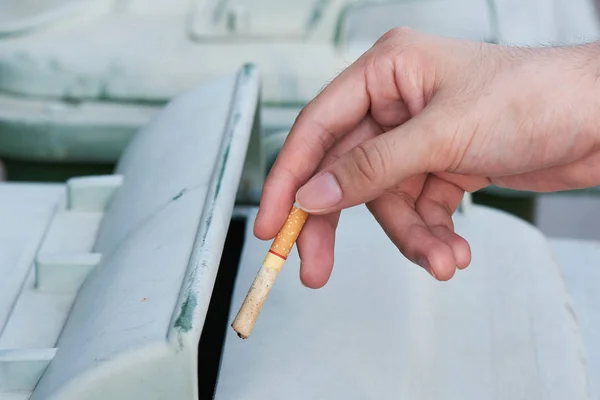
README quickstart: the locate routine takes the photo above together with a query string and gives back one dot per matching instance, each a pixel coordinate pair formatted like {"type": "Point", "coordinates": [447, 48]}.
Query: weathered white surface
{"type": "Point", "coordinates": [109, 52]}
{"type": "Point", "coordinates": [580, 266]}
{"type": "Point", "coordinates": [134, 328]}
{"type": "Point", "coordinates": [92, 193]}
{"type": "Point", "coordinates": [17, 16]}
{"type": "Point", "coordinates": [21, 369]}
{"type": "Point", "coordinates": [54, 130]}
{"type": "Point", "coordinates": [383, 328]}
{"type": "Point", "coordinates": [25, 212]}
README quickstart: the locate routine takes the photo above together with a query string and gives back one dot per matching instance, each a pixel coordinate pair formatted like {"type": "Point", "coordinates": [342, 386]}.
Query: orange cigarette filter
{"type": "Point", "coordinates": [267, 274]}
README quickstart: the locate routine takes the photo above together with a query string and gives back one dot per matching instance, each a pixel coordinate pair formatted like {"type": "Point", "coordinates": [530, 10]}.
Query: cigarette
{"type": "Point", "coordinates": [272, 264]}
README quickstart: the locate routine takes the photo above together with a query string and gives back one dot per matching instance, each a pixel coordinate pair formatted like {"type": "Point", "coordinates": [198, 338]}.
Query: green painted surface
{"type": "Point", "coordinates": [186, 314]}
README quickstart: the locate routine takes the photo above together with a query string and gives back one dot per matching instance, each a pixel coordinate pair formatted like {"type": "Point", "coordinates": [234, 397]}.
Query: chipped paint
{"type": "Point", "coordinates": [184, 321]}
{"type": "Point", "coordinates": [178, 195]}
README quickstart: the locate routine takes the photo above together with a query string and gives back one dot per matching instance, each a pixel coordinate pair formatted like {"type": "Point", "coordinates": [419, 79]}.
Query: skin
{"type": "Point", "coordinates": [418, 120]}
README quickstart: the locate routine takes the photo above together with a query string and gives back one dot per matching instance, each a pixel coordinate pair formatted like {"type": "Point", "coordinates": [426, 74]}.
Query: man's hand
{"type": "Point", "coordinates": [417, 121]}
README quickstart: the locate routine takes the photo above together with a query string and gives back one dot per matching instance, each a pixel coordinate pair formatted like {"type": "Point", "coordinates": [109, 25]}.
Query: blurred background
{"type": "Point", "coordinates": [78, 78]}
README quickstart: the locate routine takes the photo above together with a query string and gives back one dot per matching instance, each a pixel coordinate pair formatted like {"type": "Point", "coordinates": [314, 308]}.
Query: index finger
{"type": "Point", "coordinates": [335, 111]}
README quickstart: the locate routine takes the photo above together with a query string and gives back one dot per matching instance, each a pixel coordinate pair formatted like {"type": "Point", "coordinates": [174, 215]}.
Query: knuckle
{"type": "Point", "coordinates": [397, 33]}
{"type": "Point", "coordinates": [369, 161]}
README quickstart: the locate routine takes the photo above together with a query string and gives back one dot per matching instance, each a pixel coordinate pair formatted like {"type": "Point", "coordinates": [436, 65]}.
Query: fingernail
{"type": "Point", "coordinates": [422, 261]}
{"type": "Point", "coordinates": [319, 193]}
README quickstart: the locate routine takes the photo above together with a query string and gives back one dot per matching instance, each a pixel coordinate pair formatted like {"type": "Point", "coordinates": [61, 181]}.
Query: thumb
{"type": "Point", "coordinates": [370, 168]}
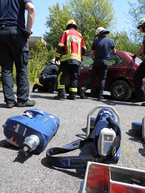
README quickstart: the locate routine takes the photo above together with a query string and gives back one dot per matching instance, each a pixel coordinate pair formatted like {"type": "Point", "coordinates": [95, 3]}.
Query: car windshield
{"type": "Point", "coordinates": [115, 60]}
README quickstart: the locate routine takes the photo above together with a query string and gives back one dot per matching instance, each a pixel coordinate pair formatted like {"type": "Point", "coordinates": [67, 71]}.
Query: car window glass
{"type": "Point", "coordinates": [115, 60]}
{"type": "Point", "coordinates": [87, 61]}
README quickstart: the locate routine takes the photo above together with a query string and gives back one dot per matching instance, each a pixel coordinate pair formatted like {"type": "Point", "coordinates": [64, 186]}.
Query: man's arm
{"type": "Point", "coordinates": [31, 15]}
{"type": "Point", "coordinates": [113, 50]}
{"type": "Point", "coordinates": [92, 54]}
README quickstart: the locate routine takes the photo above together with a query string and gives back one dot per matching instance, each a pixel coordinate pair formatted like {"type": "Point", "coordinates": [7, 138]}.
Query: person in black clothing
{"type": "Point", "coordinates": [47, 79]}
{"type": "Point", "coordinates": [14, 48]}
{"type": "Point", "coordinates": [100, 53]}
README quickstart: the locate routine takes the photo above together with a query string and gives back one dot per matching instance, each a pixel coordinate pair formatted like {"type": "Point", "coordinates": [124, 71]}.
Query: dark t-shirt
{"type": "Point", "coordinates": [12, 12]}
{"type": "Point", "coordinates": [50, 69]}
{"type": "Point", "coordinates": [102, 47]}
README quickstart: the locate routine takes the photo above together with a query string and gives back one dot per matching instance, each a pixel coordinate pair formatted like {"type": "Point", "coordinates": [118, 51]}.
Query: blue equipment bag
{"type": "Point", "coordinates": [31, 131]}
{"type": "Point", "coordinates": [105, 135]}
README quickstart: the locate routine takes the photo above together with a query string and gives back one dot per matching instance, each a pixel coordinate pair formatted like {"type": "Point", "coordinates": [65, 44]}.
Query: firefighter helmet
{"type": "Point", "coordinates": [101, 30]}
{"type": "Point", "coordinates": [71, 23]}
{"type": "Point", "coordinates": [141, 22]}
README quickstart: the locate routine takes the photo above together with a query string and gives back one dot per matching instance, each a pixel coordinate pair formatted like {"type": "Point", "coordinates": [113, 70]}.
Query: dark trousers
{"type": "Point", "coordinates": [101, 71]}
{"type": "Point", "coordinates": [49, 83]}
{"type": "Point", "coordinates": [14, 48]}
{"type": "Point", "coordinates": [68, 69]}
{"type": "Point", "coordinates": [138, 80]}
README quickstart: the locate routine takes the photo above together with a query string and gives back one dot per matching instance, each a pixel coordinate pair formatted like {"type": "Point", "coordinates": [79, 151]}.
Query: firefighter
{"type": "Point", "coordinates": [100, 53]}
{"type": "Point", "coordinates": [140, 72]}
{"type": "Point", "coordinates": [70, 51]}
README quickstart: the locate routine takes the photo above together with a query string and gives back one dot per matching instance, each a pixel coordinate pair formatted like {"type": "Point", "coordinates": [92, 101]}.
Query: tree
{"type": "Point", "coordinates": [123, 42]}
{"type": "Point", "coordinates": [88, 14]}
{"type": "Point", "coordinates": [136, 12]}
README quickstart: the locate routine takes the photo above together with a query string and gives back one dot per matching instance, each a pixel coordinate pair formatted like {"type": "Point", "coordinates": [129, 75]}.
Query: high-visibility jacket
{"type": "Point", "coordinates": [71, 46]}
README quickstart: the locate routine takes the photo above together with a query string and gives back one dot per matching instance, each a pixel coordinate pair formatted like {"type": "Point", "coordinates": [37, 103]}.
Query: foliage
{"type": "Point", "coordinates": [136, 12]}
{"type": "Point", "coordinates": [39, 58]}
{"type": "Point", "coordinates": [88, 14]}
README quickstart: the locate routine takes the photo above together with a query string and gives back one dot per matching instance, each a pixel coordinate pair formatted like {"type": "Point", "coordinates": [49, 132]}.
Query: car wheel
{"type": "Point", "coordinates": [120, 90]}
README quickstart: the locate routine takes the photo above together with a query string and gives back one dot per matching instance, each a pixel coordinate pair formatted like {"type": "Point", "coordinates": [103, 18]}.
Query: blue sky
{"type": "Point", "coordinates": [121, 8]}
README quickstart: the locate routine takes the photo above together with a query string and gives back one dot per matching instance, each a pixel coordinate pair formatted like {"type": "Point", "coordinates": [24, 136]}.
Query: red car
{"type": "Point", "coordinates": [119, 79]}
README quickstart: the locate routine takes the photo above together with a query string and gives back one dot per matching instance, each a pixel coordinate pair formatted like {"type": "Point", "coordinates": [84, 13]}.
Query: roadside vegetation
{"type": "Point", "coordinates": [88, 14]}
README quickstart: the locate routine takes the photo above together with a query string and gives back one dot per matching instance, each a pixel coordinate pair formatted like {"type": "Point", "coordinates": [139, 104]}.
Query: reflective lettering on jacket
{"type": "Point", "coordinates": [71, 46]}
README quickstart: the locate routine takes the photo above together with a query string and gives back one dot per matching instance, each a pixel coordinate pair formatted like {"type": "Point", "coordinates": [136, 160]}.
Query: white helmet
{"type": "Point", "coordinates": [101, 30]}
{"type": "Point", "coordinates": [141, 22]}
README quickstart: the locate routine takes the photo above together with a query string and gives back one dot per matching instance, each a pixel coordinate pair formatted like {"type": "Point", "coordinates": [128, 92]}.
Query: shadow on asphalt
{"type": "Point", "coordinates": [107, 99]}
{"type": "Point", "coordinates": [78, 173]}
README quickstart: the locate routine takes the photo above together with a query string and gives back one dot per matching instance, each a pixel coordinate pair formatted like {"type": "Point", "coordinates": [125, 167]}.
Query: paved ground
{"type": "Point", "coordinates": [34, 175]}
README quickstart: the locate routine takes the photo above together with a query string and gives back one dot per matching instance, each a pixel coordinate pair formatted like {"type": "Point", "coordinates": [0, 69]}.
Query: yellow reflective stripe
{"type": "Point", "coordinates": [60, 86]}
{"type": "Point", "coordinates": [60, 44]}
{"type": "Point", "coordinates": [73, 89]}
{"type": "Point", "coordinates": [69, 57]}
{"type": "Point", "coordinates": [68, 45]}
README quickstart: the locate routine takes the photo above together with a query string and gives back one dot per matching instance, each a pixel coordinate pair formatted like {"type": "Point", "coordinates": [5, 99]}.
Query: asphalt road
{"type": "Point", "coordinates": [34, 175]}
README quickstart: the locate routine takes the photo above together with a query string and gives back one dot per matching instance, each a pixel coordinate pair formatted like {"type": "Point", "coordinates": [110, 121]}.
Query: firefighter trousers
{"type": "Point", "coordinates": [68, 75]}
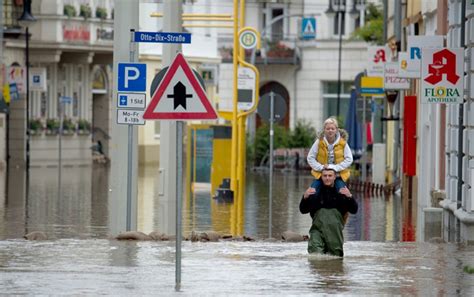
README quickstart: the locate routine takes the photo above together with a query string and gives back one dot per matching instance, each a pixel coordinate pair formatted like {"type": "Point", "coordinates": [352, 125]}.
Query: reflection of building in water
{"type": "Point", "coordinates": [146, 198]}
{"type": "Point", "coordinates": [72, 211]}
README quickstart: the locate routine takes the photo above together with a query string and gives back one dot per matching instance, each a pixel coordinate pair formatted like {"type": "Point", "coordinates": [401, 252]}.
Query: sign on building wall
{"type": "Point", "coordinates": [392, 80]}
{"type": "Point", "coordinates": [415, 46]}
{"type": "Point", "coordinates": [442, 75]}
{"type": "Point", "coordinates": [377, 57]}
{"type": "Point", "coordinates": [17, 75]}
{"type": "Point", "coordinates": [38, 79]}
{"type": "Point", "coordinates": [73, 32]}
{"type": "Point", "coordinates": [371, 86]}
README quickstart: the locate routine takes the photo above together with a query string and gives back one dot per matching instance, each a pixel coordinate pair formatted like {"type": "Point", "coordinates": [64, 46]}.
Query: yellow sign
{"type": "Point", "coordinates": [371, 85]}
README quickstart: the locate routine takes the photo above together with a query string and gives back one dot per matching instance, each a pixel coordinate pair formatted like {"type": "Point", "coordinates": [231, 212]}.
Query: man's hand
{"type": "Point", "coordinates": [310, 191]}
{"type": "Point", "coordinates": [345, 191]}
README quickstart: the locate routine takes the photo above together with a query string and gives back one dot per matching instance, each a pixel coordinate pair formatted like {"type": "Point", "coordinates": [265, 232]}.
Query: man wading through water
━━━━━━━━━━
◆ Given task
Pull from the listing above each line that contains the word "yellow", and copy every such line in full.

◆ Output of the exercise
Query: yellow reflective stripe
Query: yellow sign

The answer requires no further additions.